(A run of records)
•••

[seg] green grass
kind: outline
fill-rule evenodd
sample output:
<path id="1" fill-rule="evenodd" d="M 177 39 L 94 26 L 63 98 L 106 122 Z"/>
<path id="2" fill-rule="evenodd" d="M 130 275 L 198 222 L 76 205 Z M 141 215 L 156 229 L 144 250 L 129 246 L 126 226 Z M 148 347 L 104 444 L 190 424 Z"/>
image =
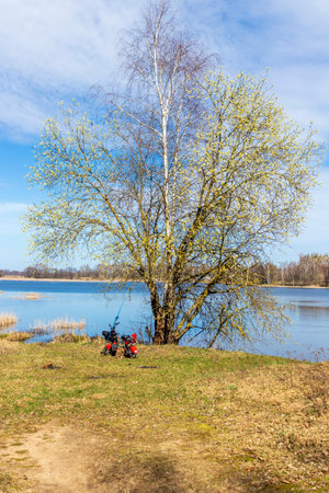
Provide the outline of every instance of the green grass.
<path id="1" fill-rule="evenodd" d="M 115 359 L 92 343 L 1 343 L 0 440 L 73 425 L 103 443 L 100 482 L 110 463 L 118 475 L 125 465 L 149 491 L 169 473 L 180 489 L 167 479 L 159 491 L 327 490 L 328 364 L 171 346 Z"/>

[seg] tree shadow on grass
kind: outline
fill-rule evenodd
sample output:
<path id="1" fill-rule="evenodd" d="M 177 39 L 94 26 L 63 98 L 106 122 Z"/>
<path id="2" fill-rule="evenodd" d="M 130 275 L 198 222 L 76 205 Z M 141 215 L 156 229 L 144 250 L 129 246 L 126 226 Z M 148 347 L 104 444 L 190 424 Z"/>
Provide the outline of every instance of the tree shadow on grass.
<path id="1" fill-rule="evenodd" d="M 102 466 L 90 486 L 125 493 L 182 493 L 191 491 L 192 484 L 178 471 L 174 460 L 156 454 L 114 461 L 107 470 Z"/>

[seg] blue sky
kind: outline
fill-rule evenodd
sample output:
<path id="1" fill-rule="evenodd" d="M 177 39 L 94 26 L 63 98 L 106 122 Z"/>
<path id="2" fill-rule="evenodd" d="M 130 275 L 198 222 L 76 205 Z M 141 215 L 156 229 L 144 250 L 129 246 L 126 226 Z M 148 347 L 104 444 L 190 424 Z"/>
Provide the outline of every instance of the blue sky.
<path id="1" fill-rule="evenodd" d="M 41 199 L 24 179 L 45 118 L 59 100 L 118 80 L 118 41 L 139 0 L 0 0 L 0 268 L 24 268 L 20 216 Z M 329 137 L 328 0 L 177 0 L 180 23 L 220 56 L 230 74 L 269 79 L 286 113 Z M 304 231 L 276 262 L 329 253 L 329 158 Z M 84 261 L 81 260 L 81 263 Z M 78 261 L 79 264 L 79 261 Z"/>

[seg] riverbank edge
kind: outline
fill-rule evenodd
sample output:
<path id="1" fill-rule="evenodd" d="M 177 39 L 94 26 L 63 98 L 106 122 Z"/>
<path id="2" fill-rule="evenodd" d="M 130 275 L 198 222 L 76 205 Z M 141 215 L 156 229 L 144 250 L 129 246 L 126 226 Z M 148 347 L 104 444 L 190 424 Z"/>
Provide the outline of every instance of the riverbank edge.
<path id="1" fill-rule="evenodd" d="M 3 276 L 0 280 L 36 280 L 36 282 L 48 282 L 48 283 L 143 283 L 143 280 L 136 279 L 99 279 L 95 277 L 79 277 L 78 279 L 66 279 L 66 278 L 34 278 L 34 277 L 23 277 L 23 276 Z M 317 286 L 317 285 L 305 285 L 305 286 L 291 286 L 282 284 L 262 284 L 260 287 L 265 288 L 294 288 L 294 289 L 329 289 L 329 286 Z"/>

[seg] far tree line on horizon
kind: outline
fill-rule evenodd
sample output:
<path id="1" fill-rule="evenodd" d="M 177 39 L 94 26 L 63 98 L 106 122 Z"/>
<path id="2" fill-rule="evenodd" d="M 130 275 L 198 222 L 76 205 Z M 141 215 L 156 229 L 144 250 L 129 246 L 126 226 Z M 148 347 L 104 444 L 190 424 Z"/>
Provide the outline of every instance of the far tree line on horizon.
<path id="1" fill-rule="evenodd" d="M 272 262 L 256 264 L 251 273 L 257 276 L 261 286 L 329 286 L 329 254 L 311 253 L 299 255 L 297 262 L 283 262 L 280 265 Z M 143 282 L 138 271 L 123 265 L 88 264 L 80 267 L 52 268 L 47 265 L 30 265 L 23 271 L 1 270 L 0 277 L 22 276 L 32 279 L 98 279 L 120 280 L 128 278 Z M 159 278 L 160 280 L 160 278 Z"/>
<path id="2" fill-rule="evenodd" d="M 45 124 L 30 181 L 48 200 L 26 215 L 32 251 L 138 273 L 156 344 L 192 329 L 213 342 L 275 336 L 284 313 L 257 268 L 298 233 L 315 131 L 285 115 L 265 78 L 226 76 L 167 1 L 122 46 L 126 90 L 99 89 L 90 114 L 64 106 Z"/>

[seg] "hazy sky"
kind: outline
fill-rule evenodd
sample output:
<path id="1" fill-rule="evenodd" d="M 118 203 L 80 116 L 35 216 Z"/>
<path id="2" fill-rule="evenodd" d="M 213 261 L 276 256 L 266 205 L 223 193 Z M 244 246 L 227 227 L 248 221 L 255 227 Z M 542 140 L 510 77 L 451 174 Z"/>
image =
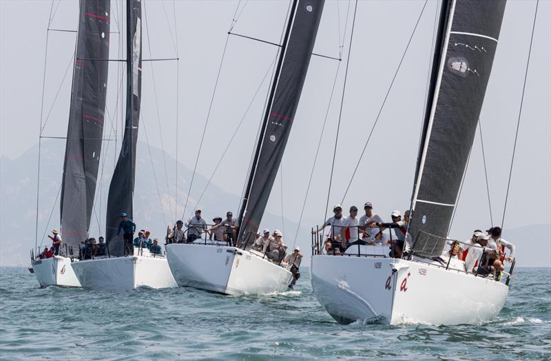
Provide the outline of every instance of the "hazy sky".
<path id="1" fill-rule="evenodd" d="M 238 2 L 147 0 L 144 3 L 144 23 L 148 23 L 143 28 L 146 38 L 144 59 L 178 56 L 180 61 L 144 63 L 141 129 L 147 130 L 149 142 L 153 146 L 161 147 L 162 137 L 165 150 L 175 154 L 177 147 L 179 159 L 193 167 L 228 28 Z M 233 31 L 278 42 L 289 3 L 251 1 L 243 8 L 244 3 L 242 1 L 240 6 L 240 15 Z M 424 1 L 360 1 L 358 3 L 330 204 L 340 203 L 342 198 L 424 3 Z M 480 116 L 495 224 L 501 223 L 503 214 L 535 3 L 530 0 L 508 1 Z M 361 206 L 368 200 L 377 212 L 388 218 L 393 209 L 403 211 L 408 207 L 437 5 L 437 1 L 429 0 L 425 8 L 366 155 L 344 200 L 346 207 L 352 204 Z M 17 157 L 38 141 L 46 29 L 51 6 L 52 3 L 45 0 L 0 1 L 2 156 Z M 121 1 L 112 0 L 112 59 L 124 57 L 124 52 L 121 52 L 123 49 L 119 46 L 119 29 L 124 28 L 121 22 L 123 17 L 121 6 Z M 315 52 L 338 56 L 349 1 L 344 0 L 326 2 Z M 56 1 L 53 9 L 55 14 L 50 28 L 76 29 L 78 2 Z M 353 2 L 350 6 L 351 18 L 353 9 Z M 506 227 L 550 223 L 550 15 L 551 2 L 541 1 L 505 221 Z M 349 49 L 351 23 L 346 34 L 344 57 Z M 147 30 L 151 38 L 151 54 Z M 66 133 L 72 72 L 67 67 L 72 64 L 74 41 L 73 32 L 50 32 L 48 36 L 41 112 L 43 122 L 45 123 L 44 135 L 64 136 Z M 199 160 L 198 172 L 200 174 L 209 176 L 214 170 L 276 52 L 273 45 L 230 37 Z M 346 65 L 345 61 L 342 63 L 306 203 L 305 214 L 309 222 L 321 220 L 325 212 Z M 272 213 L 281 213 L 282 199 L 285 216 L 295 220 L 299 217 L 337 65 L 336 61 L 312 58 L 283 158 L 282 185 L 278 177 L 268 205 Z M 123 64 L 112 62 L 110 66 L 107 110 L 112 123 L 106 122 L 105 137 L 120 139 L 121 103 L 117 86 Z M 67 75 L 62 81 L 65 72 Z M 266 81 L 214 178 L 216 184 L 235 194 L 242 192 L 267 90 Z M 143 130 L 139 137 L 145 141 Z M 120 145 L 120 141 L 118 144 Z M 60 147 L 64 145 L 63 141 L 59 141 Z M 60 164 L 60 177 L 62 167 Z M 155 170 L 162 187 L 165 184 L 164 172 L 162 168 Z M 168 181 L 174 184 L 174 180 Z M 197 196 L 200 190 L 192 189 L 191 194 Z M 187 192 L 187 189 L 182 189 L 180 196 Z M 185 201 L 185 198 L 178 200 L 179 203 Z M 477 133 L 451 236 L 466 238 L 473 227 L 489 225 Z"/>

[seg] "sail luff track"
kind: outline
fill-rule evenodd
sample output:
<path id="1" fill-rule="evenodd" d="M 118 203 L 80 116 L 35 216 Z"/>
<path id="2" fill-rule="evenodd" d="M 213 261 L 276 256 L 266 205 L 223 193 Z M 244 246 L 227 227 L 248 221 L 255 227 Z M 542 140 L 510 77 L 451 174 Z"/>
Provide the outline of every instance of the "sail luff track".
<path id="1" fill-rule="evenodd" d="M 452 0 L 424 126 L 409 229 L 414 251 L 440 256 L 492 70 L 505 0 Z M 433 68 L 434 69 L 434 68 Z M 423 233 L 419 233 L 422 231 Z"/>
<path id="2" fill-rule="evenodd" d="M 324 1 L 295 0 L 239 214 L 238 240 L 258 229 L 281 163 Z"/>
<path id="3" fill-rule="evenodd" d="M 70 247 L 87 238 L 99 168 L 109 63 L 110 0 L 81 0 L 63 165 L 61 236 Z"/>
<path id="4" fill-rule="evenodd" d="M 122 234 L 117 236 L 121 214 L 133 219 L 136 175 L 136 145 L 141 101 L 142 24 L 141 2 L 127 1 L 127 98 L 123 144 L 111 179 L 107 196 L 105 238 L 112 256 L 124 255 Z"/>

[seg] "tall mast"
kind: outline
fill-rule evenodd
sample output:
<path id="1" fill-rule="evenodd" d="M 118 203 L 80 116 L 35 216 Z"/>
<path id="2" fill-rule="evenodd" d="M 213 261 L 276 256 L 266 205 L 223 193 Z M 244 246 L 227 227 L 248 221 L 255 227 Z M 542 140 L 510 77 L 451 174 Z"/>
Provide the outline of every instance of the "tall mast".
<path id="1" fill-rule="evenodd" d="M 446 23 L 440 26 L 445 30 L 433 64 L 437 72 L 427 101 L 411 203 L 409 228 L 418 255 L 439 256 L 446 246 L 443 238 L 472 146 L 505 5 L 505 0 L 443 4 Z"/>
<path id="2" fill-rule="evenodd" d="M 256 233 L 291 132 L 324 1 L 293 0 L 243 201 L 239 240 Z"/>
<path id="3" fill-rule="evenodd" d="M 124 254 L 122 236 L 116 231 L 121 214 L 133 217 L 133 196 L 136 176 L 136 145 L 141 101 L 142 24 L 140 0 L 126 3 L 126 117 L 121 153 L 118 156 L 107 198 L 105 236 L 110 254 Z"/>

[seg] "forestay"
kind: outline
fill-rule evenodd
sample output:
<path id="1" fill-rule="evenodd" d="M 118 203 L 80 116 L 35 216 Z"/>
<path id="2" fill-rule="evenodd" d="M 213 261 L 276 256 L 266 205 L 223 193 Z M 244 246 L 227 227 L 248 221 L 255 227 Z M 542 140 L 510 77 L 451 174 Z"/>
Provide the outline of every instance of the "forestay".
<path id="1" fill-rule="evenodd" d="M 240 240 L 256 234 L 268 203 L 298 106 L 324 2 L 294 0 L 291 6 L 240 212 Z"/>
<path id="2" fill-rule="evenodd" d="M 122 234 L 116 236 L 121 214 L 132 218 L 136 143 L 140 118 L 142 72 L 142 24 L 140 0 L 127 1 L 127 97 L 123 145 L 111 179 L 107 198 L 105 235 L 112 256 L 124 254 Z"/>
<path id="3" fill-rule="evenodd" d="M 444 1 L 444 50 L 433 64 L 410 231 L 414 251 L 441 254 L 484 100 L 499 37 L 505 0 Z M 442 25 L 441 23 L 441 25 Z M 423 231 L 423 234 L 419 234 Z M 417 237 L 417 236 L 419 236 Z"/>
<path id="4" fill-rule="evenodd" d="M 61 236 L 88 236 L 103 136 L 109 62 L 110 0 L 81 0 L 60 212 Z"/>

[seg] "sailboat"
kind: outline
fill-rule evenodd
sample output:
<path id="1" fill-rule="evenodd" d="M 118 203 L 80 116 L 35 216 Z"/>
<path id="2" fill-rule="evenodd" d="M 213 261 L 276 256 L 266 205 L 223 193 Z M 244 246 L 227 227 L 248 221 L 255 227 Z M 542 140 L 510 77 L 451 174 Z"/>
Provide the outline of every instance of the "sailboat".
<path id="1" fill-rule="evenodd" d="M 88 1 L 96 3 L 96 1 Z M 109 1 L 104 1 L 109 3 Z M 125 291 L 138 287 L 175 287 L 164 255 L 147 249 L 125 249 L 117 234 L 123 213 L 132 219 L 136 147 L 141 99 L 142 25 L 141 3 L 127 1 L 127 103 L 123 145 L 111 185 L 107 209 L 107 256 L 74 262 L 73 269 L 82 287 L 102 291 Z M 103 61 L 91 61 L 94 63 Z"/>
<path id="2" fill-rule="evenodd" d="M 393 258 L 388 249 L 361 244 L 340 256 L 324 254 L 322 235 L 313 232 L 313 291 L 339 323 L 478 324 L 503 307 L 514 263 L 506 281 L 499 282 L 468 271 L 445 248 L 505 6 L 504 0 L 441 3 L 408 226 L 409 255 Z"/>
<path id="3" fill-rule="evenodd" d="M 32 256 L 30 269 L 43 287 L 81 286 L 72 265 L 81 242 L 88 238 L 96 192 L 107 94 L 109 11 L 109 0 L 80 2 L 61 191 L 63 243 L 59 255 Z"/>
<path id="4" fill-rule="evenodd" d="M 238 218 L 236 242 L 169 244 L 167 258 L 180 287 L 227 295 L 287 289 L 292 274 L 253 249 L 304 85 L 324 1 L 293 0 Z"/>

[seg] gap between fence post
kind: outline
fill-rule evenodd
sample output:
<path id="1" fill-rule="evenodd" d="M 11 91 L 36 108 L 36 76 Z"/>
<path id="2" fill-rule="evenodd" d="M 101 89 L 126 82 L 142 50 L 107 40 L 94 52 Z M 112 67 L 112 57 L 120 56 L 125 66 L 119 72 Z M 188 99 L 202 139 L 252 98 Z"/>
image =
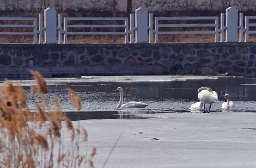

•••

*What is expected*.
Could you repeat the material word for word, from its start through the line containing "115 359 L 92", with both ends included and the pictures left out?

*The answer*.
[seg] green grass
kind: outline
fill-rule evenodd
sample output:
<path id="1" fill-rule="evenodd" d="M 177 39 L 94 26 L 63 98 L 106 122 Z"/>
<path id="2" fill-rule="evenodd" d="M 130 275 L 198 222 L 76 205 Z M 141 215 L 156 229 L 144 250 L 129 246 L 126 226 Z M 148 347 L 104 444 L 190 424 Z"/>
image =
Provide the outline of every instance of the green grass.
<path id="1" fill-rule="evenodd" d="M 115 359 L 92 343 L 1 343 L 0 440 L 73 425 L 103 443 L 100 482 L 110 463 L 118 475 L 125 465 L 149 491 L 169 473 L 180 489 L 167 479 L 159 491 L 327 490 L 328 364 L 171 346 Z"/>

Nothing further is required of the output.